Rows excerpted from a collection
===============

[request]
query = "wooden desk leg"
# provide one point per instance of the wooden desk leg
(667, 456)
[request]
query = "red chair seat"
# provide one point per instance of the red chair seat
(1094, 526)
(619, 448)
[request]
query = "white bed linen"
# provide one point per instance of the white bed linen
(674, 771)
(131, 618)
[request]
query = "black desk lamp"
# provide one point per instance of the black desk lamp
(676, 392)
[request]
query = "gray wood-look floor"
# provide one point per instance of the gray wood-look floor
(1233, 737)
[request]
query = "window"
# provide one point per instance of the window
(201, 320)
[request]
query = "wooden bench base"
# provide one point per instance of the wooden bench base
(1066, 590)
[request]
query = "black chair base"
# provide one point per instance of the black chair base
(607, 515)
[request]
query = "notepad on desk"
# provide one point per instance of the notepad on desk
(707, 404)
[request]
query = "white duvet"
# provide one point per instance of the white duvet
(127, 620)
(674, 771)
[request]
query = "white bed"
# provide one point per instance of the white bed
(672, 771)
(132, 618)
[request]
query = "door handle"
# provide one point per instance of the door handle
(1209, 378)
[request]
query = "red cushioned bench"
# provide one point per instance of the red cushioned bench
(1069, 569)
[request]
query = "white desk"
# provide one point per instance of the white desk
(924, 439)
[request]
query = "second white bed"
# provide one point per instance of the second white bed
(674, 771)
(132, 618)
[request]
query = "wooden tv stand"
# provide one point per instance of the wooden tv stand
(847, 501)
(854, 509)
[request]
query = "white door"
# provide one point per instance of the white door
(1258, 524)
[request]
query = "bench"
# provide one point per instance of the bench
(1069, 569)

===============

* **The request**: Reproduce every row above in full, requests included, and increase each number in the answer coordinates by 145.

* **Correct answer**:
[request]
query = "wooden desk leg"
# provide one point per instance of the wooden desk leg
(812, 601)
[request]
query = "red chair seat"
# provide one point per instance of the red chair seat
(1239, 671)
(764, 593)
[request]
query = "white bed linen"
# provide one point per instance of the white bed linen
(819, 916)
(276, 763)
[request]
query = "black desk lamp"
# provide one point per instance of the black desk lamp
(821, 537)
[request]
query = "gray wood-look floor"
# provide one point per instance of the gray wood-look floor
(1378, 882)
[request]
query = "window"
# provide one point per instance of the window
(346, 465)
[request]
query = "wooden bench base"
# provide one point per instance of the wooden bench base
(1211, 735)
[request]
query = "black chair base"
# provide one point per instance of the black chair base
(752, 660)
[request]
query = "notepad on desk"
# provide one point per instance of the notepad on desk
(852, 549)
[request]
query = "white duvet"
# provide one point per instance of the white duvet
(272, 765)
(819, 916)
[request]
query = "white bed"
# provide one point per instance of the white bed
(817, 916)
(277, 763)
[request]
query = "door handle"
# provide one point per instance of the door handle
(1354, 523)
[request]
query = "red cushioned bench"
# provide one point per instance of the red cushioned bench
(1214, 714)
[request]
query = "white desk"
# provide one point per instance of the white desk
(1069, 584)
[request]
query = "second white bed"
# provide one point per instance of the second white bed
(819, 916)
(277, 763)
[request]
query = "wooden tv stand"
# provide one point per instance of the wooden tv stand
(992, 646)
(999, 654)
[request]
query = "white door"
# provide one point per instance of the white door
(1403, 669)
[request]
query = "bench"
# provide one point per instance of the bench
(1214, 714)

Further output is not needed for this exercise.